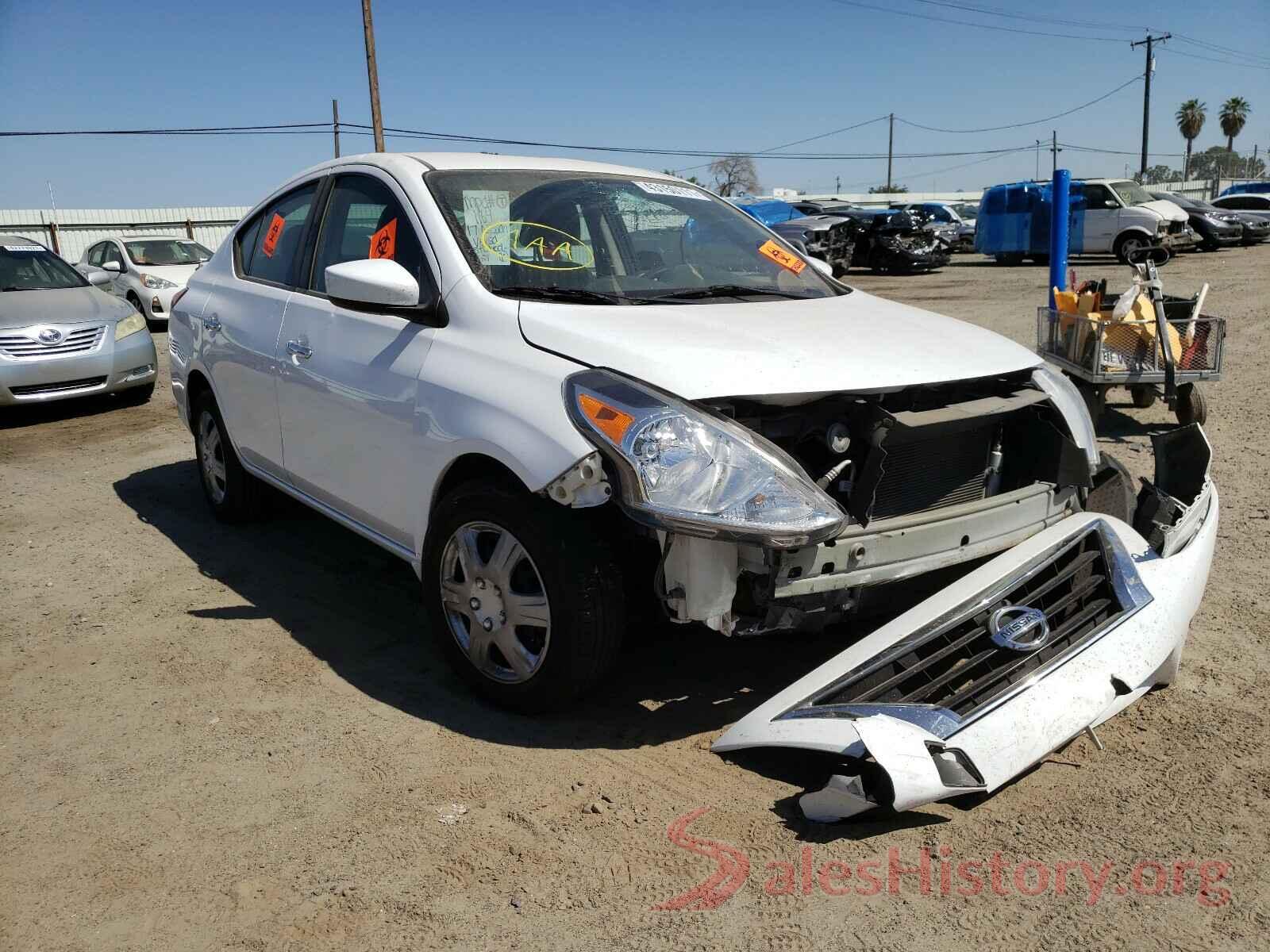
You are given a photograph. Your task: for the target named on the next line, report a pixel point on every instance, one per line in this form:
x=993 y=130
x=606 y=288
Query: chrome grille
x=78 y=340
x=60 y=387
x=956 y=668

WORK TO COMPLETE: Copy out every one of the rows above word for word, leaving out the pictures.

ANSWER TO THIS TASK:
You are given a photograph. Your task: for the target named on the next line, report a pixel point on every instance, one per line in this form:
x=993 y=130
x=606 y=288
Query: chrome grille
x=78 y=340
x=60 y=387
x=956 y=668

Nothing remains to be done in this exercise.